[Stored records]
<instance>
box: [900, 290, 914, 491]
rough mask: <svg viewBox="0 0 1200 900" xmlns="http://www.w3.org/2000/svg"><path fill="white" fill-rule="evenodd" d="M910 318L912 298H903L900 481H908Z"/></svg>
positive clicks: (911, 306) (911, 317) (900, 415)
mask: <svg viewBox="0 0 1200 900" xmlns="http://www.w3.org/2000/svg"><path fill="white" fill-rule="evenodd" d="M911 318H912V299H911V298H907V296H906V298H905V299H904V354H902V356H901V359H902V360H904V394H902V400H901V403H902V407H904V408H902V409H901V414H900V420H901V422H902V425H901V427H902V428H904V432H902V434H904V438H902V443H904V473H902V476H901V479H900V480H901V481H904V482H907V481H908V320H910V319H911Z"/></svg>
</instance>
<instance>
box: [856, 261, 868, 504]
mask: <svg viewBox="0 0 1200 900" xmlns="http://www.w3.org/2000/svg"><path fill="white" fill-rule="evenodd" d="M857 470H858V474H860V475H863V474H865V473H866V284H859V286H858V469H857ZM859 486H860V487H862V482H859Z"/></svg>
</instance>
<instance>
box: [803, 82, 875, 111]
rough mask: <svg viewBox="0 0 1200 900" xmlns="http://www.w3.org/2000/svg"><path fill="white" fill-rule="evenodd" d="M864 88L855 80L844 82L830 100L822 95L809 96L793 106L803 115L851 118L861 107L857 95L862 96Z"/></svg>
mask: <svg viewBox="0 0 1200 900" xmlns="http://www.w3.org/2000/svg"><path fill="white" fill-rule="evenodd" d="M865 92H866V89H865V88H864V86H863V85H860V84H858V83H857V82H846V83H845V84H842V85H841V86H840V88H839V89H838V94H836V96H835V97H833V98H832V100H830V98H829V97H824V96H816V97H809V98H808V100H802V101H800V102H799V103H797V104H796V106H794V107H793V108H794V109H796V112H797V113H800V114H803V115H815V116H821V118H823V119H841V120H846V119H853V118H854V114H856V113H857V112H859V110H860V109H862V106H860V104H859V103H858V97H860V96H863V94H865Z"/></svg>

_REQUIRED WORK:_ Return the lines of the entries exactly as they appear, starting at the first line of the entries and ending at the line that contains "positive clicks: (911, 306)".

_TASK ANSWER:_
<instance>
box: [900, 290, 914, 491]
rough mask: <svg viewBox="0 0 1200 900" xmlns="http://www.w3.org/2000/svg"><path fill="white" fill-rule="evenodd" d="M910 318L912 298H903L900 481H908Z"/></svg>
positive clicks: (911, 306) (911, 317) (900, 415)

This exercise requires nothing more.